** Task input **
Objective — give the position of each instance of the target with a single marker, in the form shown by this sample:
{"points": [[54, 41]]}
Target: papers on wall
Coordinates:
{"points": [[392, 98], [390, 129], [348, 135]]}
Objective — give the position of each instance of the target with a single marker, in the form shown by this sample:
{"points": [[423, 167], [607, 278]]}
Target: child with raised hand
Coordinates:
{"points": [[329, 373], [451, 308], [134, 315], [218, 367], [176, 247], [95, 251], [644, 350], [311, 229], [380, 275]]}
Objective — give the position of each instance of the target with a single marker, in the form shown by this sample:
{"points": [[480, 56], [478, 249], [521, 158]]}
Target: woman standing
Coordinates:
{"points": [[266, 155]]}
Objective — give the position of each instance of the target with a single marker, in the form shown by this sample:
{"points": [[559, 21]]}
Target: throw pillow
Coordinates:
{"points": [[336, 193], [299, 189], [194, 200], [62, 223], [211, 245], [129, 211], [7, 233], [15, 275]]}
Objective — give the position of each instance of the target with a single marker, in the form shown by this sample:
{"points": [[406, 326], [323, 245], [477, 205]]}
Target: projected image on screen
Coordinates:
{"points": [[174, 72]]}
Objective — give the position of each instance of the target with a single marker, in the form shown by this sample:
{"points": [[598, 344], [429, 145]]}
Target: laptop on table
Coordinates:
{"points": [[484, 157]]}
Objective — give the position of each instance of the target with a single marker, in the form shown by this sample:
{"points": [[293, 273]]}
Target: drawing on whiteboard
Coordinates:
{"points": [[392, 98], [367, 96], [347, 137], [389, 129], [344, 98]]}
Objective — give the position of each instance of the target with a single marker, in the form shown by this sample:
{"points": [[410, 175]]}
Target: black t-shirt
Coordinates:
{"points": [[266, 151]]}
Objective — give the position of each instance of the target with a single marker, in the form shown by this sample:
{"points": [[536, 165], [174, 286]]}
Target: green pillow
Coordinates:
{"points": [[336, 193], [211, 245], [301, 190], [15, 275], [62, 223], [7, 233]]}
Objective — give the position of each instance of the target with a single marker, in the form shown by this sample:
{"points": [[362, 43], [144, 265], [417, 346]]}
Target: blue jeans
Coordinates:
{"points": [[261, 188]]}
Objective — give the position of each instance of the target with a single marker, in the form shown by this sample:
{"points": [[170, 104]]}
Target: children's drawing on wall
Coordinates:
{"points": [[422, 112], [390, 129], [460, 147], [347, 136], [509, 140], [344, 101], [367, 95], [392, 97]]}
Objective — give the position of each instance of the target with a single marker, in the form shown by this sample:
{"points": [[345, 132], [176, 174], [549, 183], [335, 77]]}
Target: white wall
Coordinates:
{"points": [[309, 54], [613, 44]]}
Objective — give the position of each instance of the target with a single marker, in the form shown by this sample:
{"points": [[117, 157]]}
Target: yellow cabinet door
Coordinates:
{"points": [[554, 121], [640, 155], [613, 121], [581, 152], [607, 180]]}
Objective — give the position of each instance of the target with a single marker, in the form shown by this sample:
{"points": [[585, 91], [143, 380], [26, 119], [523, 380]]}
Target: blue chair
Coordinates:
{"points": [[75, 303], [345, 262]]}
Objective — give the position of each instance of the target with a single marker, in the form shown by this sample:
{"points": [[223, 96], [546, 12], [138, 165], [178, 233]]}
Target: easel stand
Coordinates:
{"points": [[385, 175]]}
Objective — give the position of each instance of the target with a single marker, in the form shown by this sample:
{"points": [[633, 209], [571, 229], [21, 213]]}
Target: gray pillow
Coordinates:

** Task **
Locate every line in the entries above that contains the word "pillow", and copy each such line in full.

** Response **
Target: throw pillow
Target: green pillow
Target: gray pillow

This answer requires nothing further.